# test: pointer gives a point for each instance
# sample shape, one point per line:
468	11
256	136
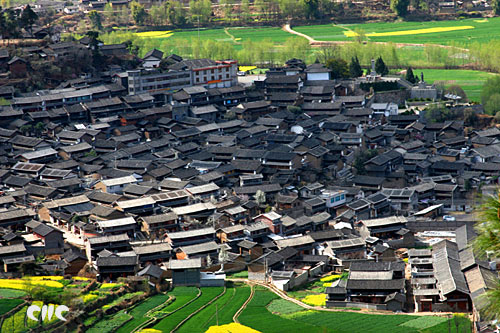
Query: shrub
315	300
330	278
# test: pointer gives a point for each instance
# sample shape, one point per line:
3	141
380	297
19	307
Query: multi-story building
154	80
210	73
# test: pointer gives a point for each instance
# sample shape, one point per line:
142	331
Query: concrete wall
344	304
259	276
300	279
316	270
436	225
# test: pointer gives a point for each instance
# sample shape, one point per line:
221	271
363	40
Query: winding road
317	43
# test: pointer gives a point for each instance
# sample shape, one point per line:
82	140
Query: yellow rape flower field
154	34
247	68
79	278
350	33
25	284
329	278
231	328
40	278
315	300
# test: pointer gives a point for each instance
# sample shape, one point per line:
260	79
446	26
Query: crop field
171	321
11	293
226	306
8	304
234	35
258	317
470	81
139	311
433	32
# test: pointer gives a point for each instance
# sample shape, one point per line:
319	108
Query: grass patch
122	298
168	323
182	295
239	275
281	306
8	304
424	322
258	317
11	293
200	322
470	81
109	324
139	311
436	32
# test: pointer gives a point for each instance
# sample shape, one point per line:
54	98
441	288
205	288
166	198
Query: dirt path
317	43
283	295
243	307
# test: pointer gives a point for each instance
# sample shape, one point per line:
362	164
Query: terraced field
433	32
139	311
257	316
226	307
470	81
175	318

— Set task —
Pull out each line in the entries above that contains the word "Query", and list those lines in order.

— Written reply —
Query: shrub
Query: multi-story building
Query: concrete wall
Query: winding road
Query: yellow rape flower field
Query: crop field
Query: grass patch
Query: dirt path
Query: terraced field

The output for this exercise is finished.